● Task details:
List every place name mentioned in the passage about the Confederate retreat.

** BEGIN Source passage **

There was only one feasible route open to the retreating invaders. This was down the Rio Grande, and across this single path was a Union army numbering more than three times those who essayed to escape. The Confederates forded from the east bank to the west side of the river, and for several days, both forces, Union and Confederate, marched southward along the stream on opposite sides. Now and then they exchanged shots. It was soon discovered that to avoid an engagement, which the Confederates were not prepared to risk, something must be done to escape the presence of the enemy, so superior in numbers, food and equipments. The thought of capture aroused the hearts of all the men to heroic resolve to do and dare all that was possible to avoid the humiliation and misfortune of a surrender.

From out of the conflict one thing had been brought, and these brave men were desirous of bearing this back to Texas so that the great march should not be without one trophy, and like grim death they hung to the six-gun battery of twelve-pounders that they had captured at Val Verde, a short while before. They were to haul these cannon over the wilds safety had forced them to traverse. They were to push and pull them to the crest of hills to find that they could only be lowered with ropes to the depths below, and each hour of suffering and companionship with the mute and inanimate guns would add renewed purpose to save them, if their saving was to be compassed by human determination and indomitable will.

** END Source passage **
** BEGIN Records provided **

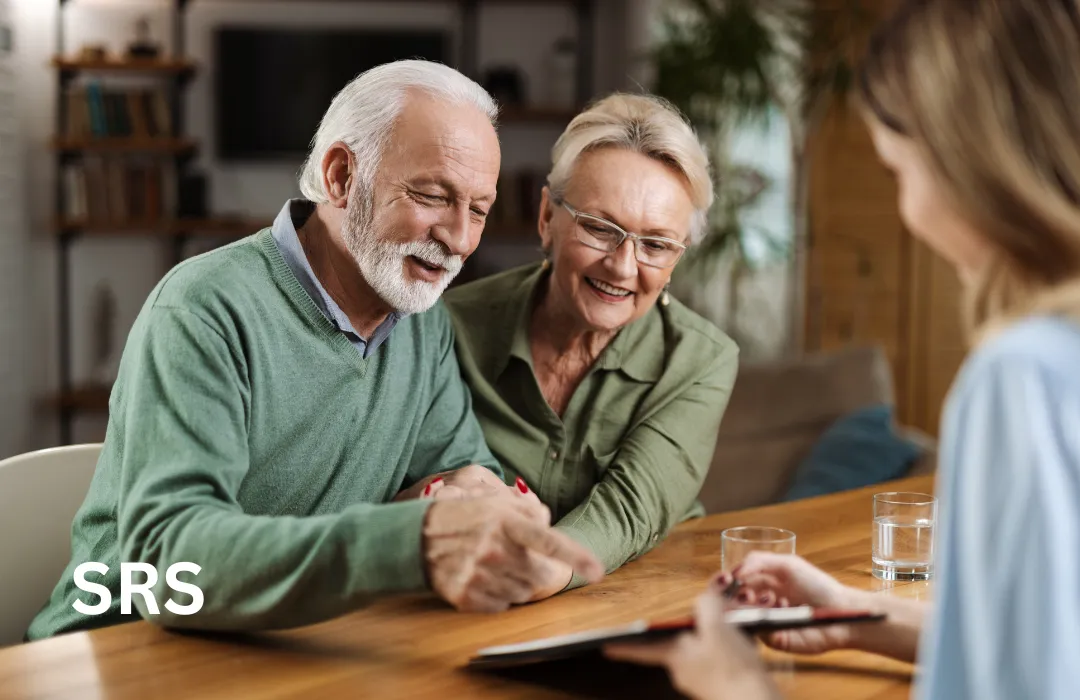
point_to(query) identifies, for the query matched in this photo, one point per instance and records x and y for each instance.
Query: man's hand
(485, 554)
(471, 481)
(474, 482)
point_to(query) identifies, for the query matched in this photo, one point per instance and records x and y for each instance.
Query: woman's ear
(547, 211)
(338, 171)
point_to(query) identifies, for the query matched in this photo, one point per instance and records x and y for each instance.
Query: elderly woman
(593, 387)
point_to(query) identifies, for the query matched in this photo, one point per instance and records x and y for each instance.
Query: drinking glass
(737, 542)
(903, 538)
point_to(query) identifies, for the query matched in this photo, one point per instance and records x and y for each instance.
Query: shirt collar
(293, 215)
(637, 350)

** END Records provided **
** BEGIN Records provided **

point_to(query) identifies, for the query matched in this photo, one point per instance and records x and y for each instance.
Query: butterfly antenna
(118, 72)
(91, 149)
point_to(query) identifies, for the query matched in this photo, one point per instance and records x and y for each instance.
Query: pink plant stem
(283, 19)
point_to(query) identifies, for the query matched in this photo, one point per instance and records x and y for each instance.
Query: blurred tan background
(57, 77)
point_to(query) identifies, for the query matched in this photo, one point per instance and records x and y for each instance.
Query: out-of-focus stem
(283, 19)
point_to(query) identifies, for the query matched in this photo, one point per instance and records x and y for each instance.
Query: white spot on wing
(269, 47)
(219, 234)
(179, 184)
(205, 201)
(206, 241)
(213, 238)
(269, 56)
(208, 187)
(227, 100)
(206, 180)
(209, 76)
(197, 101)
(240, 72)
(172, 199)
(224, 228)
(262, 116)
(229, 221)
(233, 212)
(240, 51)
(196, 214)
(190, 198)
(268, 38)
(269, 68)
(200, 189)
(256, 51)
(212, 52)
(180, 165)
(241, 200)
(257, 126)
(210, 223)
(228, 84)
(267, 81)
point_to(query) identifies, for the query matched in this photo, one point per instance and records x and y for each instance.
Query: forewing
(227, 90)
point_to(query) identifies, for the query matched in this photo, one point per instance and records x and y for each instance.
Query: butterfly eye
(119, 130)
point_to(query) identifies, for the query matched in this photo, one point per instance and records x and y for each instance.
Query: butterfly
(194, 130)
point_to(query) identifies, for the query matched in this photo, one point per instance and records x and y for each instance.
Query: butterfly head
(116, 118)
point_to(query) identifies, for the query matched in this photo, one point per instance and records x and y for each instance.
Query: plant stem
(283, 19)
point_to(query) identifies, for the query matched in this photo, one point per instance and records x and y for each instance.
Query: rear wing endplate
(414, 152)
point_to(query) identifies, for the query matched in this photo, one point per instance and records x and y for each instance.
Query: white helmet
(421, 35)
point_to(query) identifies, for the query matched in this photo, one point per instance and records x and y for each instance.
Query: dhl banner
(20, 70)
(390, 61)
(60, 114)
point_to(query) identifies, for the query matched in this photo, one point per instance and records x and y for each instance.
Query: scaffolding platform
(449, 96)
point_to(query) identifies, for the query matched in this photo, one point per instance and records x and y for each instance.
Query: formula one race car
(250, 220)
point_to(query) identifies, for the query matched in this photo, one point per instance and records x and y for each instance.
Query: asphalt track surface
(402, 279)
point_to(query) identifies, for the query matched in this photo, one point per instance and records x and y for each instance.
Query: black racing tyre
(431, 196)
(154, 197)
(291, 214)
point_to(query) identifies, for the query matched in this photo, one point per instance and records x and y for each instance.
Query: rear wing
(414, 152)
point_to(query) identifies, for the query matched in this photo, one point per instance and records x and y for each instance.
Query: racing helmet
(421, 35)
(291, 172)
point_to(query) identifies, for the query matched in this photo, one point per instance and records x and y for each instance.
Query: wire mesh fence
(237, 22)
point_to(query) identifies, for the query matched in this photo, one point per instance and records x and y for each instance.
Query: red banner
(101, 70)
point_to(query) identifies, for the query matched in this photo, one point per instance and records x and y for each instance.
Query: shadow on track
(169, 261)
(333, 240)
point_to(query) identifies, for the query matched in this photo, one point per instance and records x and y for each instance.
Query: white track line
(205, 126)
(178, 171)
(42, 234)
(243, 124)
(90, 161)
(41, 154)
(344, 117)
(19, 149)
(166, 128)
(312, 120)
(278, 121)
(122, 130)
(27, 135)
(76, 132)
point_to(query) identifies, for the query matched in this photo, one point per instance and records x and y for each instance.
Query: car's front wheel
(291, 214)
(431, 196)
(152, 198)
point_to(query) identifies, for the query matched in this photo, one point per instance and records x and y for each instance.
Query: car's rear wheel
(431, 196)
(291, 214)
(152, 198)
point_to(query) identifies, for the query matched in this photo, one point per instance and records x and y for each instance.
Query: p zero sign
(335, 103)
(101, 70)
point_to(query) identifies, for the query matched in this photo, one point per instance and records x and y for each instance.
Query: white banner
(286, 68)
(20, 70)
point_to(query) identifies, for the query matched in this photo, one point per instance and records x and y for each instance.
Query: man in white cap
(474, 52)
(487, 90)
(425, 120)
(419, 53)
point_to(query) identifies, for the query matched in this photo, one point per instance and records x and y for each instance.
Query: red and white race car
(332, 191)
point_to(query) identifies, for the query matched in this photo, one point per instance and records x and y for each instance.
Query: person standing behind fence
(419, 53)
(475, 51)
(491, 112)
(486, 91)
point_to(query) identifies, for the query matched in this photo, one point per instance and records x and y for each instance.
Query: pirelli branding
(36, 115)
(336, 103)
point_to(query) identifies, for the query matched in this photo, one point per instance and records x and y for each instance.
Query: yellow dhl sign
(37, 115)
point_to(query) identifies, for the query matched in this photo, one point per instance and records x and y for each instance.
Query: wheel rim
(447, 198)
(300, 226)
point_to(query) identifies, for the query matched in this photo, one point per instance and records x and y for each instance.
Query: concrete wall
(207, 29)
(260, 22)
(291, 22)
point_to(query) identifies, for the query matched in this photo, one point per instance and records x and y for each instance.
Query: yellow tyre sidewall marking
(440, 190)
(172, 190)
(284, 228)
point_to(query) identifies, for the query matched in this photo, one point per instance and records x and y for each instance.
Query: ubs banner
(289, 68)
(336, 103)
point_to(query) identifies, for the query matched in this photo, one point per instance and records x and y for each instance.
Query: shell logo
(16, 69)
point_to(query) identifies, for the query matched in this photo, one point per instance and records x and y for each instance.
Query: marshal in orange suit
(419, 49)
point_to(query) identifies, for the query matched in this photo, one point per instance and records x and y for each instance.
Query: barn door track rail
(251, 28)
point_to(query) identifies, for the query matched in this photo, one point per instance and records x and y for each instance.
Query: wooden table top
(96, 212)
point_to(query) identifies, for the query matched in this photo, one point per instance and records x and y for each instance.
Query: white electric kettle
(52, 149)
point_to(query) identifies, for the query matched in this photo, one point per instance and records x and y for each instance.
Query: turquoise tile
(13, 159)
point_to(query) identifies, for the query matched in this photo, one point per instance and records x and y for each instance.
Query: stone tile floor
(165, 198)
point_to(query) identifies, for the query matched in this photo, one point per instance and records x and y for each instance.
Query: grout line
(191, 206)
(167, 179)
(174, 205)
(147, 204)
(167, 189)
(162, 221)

** END Records provided **

● The output:
Rio Grande, Texas, Val Verde